PASSAGE PROVIDED:
* Begin *

I was hanging dinghy davits on the rear of a good-sized Hunter when a big old power boat stumbled into the next slip over. It was quite an arrival with the boat thumping and bumping off of nearly every piling in sight. The Captain blamed the ungainly landing on his not being able to find neutral on either one of his engines. Fair enough.
A day or so later another tech and yours truly were tasked with finding out why the Captain in question couldn't find his neutrals. It turned out that we could not find them either. The shift levers felt like they were anchored in thick, cold, oatmeal; both stiff and mushy at the same time. We popped the control covers at both the upper and lower helm stations and discovered every single screw in each set loose, allowing the mechanisms to flex and bind at will. Even worse, the clamps at the cable ends at the transmissions were within a thread or two of just falling off, allowing the cables to slip and flex. It was kind of amazing that the Captain managed to hit the slip at all. I haven't a clue as to how such a state of affairs came about. That was what we found when the boat landed in our laps. How it got that way doesn't really matter.

* End *

DATASET ROWS:

* Begin *

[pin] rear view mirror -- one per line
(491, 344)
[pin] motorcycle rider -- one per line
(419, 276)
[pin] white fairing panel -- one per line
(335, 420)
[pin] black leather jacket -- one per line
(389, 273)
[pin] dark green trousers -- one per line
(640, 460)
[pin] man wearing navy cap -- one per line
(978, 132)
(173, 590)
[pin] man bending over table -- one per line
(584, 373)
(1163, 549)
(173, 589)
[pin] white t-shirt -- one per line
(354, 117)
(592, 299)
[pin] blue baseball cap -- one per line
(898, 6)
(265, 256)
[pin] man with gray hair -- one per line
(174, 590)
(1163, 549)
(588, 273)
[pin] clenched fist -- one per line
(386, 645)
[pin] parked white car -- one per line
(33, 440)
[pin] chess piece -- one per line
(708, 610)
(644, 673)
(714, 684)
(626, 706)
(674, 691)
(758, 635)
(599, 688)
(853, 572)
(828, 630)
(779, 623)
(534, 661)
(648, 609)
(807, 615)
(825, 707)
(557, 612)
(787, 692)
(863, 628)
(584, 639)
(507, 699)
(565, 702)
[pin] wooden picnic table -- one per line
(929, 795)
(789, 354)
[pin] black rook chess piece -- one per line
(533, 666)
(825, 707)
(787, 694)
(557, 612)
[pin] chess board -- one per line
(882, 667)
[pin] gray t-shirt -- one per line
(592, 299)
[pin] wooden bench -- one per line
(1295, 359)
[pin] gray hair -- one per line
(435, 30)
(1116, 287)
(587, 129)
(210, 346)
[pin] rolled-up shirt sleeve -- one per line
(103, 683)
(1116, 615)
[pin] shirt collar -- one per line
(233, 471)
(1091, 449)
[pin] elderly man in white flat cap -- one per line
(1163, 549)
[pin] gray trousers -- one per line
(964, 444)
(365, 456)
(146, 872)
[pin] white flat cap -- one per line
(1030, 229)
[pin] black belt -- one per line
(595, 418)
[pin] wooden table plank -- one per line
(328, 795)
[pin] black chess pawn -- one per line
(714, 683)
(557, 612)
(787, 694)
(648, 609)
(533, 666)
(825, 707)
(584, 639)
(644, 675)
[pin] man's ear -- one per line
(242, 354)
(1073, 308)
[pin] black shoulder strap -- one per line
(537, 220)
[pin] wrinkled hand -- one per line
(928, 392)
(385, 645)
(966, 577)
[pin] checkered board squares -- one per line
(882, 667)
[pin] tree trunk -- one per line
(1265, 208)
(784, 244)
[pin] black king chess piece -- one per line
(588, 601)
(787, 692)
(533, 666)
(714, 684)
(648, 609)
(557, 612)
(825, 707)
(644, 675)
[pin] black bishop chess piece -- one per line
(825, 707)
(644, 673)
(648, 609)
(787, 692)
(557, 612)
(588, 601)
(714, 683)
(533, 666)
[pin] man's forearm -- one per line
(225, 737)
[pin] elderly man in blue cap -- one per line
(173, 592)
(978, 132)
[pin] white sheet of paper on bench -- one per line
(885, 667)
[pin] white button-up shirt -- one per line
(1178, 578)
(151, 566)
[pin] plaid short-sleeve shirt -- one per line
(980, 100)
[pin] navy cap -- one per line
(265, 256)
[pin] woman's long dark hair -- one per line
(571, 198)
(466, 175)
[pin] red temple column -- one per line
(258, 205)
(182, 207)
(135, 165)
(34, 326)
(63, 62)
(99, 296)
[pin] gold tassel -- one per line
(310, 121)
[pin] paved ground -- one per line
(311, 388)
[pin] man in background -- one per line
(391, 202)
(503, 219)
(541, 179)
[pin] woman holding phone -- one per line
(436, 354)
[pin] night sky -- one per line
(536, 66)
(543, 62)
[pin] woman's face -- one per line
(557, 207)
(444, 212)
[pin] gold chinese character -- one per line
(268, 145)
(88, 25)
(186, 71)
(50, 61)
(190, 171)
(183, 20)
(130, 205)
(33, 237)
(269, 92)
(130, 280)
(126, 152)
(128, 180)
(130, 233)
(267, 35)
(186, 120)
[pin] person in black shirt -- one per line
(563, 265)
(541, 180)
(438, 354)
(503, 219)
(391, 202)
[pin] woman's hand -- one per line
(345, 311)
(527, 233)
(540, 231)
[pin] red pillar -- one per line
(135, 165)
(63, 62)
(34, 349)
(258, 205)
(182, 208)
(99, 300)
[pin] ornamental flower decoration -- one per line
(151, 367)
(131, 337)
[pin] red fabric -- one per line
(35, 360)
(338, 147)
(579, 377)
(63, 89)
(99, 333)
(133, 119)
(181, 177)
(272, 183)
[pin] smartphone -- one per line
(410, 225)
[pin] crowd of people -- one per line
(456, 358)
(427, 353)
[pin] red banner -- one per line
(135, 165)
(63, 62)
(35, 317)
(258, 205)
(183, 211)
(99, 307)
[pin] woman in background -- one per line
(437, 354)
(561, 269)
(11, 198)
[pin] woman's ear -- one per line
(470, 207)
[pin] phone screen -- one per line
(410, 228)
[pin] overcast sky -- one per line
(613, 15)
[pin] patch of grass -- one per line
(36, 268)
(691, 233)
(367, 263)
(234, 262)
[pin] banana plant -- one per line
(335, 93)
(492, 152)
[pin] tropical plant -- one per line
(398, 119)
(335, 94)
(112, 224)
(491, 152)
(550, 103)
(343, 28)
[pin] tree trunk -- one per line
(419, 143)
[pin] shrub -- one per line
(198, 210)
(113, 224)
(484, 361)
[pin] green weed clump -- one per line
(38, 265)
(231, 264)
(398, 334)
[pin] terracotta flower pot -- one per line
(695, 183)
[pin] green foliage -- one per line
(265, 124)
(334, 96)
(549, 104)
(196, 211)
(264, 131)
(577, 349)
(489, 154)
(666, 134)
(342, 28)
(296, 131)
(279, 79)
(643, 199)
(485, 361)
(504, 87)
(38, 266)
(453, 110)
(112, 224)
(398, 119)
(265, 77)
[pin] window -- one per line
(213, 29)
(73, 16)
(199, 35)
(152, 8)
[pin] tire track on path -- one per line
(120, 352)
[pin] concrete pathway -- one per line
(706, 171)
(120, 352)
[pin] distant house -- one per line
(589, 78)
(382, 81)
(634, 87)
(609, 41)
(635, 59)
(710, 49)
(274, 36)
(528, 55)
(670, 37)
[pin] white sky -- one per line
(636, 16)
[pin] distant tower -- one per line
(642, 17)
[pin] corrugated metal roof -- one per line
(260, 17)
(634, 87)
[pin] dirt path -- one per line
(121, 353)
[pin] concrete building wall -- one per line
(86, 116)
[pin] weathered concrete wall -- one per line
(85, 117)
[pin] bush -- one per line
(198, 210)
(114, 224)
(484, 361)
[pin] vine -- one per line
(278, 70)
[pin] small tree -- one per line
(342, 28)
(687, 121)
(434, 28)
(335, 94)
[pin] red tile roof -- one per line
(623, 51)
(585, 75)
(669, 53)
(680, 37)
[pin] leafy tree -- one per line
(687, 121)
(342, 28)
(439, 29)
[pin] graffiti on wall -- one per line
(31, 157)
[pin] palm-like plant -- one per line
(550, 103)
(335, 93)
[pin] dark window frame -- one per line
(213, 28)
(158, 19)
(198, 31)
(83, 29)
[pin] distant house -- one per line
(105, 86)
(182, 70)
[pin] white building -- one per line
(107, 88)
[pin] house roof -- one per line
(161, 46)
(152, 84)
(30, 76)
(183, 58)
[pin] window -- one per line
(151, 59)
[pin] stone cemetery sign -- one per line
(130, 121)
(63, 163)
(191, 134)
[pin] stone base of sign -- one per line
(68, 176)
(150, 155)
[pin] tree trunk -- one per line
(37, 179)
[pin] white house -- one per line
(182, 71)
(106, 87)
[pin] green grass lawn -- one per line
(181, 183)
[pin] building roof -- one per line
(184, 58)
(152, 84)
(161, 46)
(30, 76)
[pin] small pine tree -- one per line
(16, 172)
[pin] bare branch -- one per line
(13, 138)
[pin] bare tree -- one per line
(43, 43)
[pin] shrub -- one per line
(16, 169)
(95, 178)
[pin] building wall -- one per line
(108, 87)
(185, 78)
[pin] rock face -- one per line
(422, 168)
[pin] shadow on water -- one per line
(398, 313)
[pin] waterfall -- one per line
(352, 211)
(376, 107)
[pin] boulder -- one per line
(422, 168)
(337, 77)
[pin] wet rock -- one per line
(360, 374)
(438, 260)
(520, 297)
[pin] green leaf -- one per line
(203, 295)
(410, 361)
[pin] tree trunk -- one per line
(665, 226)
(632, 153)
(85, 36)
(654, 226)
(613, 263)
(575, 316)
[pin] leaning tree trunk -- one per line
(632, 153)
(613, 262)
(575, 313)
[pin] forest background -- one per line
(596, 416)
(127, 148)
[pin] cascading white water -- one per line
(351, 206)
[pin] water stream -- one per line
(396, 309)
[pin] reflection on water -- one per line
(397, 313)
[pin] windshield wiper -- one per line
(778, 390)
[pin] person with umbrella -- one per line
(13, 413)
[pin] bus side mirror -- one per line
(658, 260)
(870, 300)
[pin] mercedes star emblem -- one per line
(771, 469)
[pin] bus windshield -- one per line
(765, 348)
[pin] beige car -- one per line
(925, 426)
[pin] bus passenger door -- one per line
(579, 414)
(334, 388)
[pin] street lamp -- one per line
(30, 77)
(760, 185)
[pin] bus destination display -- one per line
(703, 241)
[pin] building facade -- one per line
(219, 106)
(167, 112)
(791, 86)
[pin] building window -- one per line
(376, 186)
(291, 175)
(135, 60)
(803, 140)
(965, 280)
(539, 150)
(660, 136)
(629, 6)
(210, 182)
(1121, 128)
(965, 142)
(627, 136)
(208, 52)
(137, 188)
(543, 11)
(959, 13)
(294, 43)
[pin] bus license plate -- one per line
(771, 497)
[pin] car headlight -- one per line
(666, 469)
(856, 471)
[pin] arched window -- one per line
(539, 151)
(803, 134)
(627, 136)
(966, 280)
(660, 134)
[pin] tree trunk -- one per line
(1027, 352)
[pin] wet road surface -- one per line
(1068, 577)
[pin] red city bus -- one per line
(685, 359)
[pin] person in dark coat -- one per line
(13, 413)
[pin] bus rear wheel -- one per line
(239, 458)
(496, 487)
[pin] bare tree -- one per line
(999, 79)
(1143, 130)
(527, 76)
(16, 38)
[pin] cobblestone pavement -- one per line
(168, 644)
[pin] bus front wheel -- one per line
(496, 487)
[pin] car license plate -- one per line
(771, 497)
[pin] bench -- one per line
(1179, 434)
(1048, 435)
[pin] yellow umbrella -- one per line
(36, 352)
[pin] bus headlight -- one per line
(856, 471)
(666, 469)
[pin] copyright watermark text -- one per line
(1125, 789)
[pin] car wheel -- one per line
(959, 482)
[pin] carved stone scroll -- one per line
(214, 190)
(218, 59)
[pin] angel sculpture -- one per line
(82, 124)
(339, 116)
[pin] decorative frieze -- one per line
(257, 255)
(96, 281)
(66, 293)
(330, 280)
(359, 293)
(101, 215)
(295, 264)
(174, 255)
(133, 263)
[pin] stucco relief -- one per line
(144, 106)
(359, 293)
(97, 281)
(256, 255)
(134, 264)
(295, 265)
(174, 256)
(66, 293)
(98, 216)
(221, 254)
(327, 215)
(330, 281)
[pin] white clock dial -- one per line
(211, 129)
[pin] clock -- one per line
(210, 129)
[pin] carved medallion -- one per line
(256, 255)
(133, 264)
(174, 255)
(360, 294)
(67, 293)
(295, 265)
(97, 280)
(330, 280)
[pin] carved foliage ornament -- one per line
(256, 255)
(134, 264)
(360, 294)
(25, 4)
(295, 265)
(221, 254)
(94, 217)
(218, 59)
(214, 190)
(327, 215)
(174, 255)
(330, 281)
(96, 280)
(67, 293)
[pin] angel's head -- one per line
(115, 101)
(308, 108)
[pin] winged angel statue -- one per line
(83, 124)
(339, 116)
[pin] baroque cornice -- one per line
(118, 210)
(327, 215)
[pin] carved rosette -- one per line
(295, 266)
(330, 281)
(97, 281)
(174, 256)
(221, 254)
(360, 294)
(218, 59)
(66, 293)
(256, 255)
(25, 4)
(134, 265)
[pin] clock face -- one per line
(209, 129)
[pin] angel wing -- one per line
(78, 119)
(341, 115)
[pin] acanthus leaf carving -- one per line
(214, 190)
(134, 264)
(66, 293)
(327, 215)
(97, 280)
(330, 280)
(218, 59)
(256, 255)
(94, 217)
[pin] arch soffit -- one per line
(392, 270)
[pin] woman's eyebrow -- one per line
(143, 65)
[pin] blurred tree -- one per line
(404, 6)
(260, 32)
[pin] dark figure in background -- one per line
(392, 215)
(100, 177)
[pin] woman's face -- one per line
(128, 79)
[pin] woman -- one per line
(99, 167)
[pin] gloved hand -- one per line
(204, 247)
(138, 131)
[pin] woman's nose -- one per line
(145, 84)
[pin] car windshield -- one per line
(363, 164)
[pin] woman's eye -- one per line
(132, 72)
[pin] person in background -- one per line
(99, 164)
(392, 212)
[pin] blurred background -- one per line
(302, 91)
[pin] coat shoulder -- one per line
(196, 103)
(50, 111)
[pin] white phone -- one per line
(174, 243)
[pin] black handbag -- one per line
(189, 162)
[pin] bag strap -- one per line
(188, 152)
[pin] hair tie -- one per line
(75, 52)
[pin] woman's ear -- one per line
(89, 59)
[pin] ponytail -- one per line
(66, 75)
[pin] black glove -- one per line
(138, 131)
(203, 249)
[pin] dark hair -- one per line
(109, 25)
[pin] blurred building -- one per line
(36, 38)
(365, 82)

* End *

TASKS TO PERFORM:
1. Quote the boat repair account from "I was hanging" up to and including "engines. Fair enough.".
2. According to the boat repair account, what did the Captain blame for his ungainly landing?

EXPECTED ANSWERS:
1.
I was hanging dinghy davits on the rear of a good-sized Hunter when a big old power boat stumbled into the next slip over. It was quite an arrival with the boat thumping and bumping off of nearly every piling in sight. The Captain blamed the ungainly landing on his not being able to find neutral on either one of his engines. Fair enough.

2. He blamed it on not being able to find neutral on either one of his engines.